Passage given:
+-------+

Differentiate the following functions:
(i) $(2 x+3)(3 x-5)$
(ii) $x(1+x)^{3}$
(iii) $\left(\sqrt{\mathrm{x}}+\frac{1}{\mathrm{x}}\right)\left(\mathrm{x}-\frac{1}{\sqrt{\mathrm{x}}}\right)$
(iv) $\left(x-\frac{1}{x}\right)^{2}$
(v) $\left(x^{2}-\frac{1}{x^{2}}\right)^{3}$
(vi) $\left(2 x^{2}+5 x-1\right)(x-3)$
Formula:
$\frac{\mathrm{d}}{\mathrm{dx}} \mathrm{f}(\mathrm{g}(\mathrm{x}))=\frac{\mathrm{d}}{\mathrm{dg}} \mathrm{f}(\mathrm{g}) \frac{\mathrm{d}}{\mathrm{dx}} \mathrm{g}$
Chain rule -
$\frac{\mathrm{d}}{\mathrm{dx}}(\mathrm{uv})=\mathrm{u} \frac{\mathrm{d}}{\mathrm{dx}} \mathrm{v}+\mathrm{v} \frac{\mathrm{d}}{\mathrm{dx}} \mathrm{u}$
Where u and v are the functions of x.

+-------+

Supplied information:
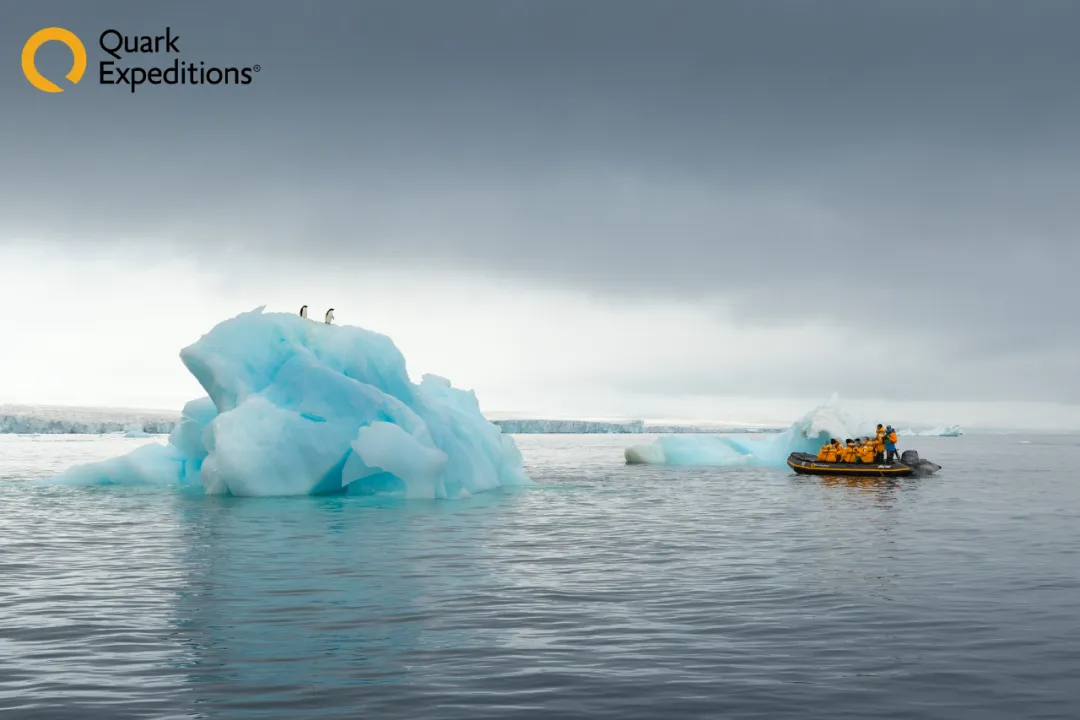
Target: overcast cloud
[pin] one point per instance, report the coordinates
(887, 190)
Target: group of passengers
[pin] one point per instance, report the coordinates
(865, 450)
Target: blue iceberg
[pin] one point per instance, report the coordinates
(296, 407)
(805, 435)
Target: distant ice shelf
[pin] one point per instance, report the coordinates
(56, 420)
(51, 420)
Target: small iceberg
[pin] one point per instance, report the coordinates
(297, 407)
(806, 435)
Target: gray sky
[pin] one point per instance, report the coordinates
(755, 200)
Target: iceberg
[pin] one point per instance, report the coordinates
(295, 407)
(949, 431)
(806, 435)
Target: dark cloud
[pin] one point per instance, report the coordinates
(902, 168)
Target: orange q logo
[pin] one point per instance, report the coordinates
(40, 38)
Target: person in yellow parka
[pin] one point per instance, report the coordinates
(864, 453)
(879, 444)
(890, 444)
(829, 451)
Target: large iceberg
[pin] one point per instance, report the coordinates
(806, 435)
(297, 407)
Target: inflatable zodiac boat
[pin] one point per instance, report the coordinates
(804, 463)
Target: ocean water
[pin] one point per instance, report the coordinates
(605, 592)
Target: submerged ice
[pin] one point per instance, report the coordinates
(806, 435)
(296, 407)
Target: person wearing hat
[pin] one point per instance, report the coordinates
(864, 453)
(848, 452)
(879, 444)
(890, 444)
(828, 451)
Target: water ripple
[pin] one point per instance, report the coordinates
(607, 592)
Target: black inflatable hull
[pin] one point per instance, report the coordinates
(805, 463)
(808, 464)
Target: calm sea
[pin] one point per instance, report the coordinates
(606, 592)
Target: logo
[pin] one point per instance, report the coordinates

+-------+

Required task: Please say whether each statement agrees with the differentiation exercise, answering yes or no and quoting the deciding words of the exercise: (a) u and v are described as functions of x. (b) Item (ii) is x(1+x) squared. (c) Item (i) is (2x+3)(3x+5). The rows play no part in this.

Full solution:
(a) Yes: "Where u and v are the functions of x."
(b) No: "(ii) $x(1+x)^{3}$"
(c) No: "(i) $(2 x+3)(3 x-5)$"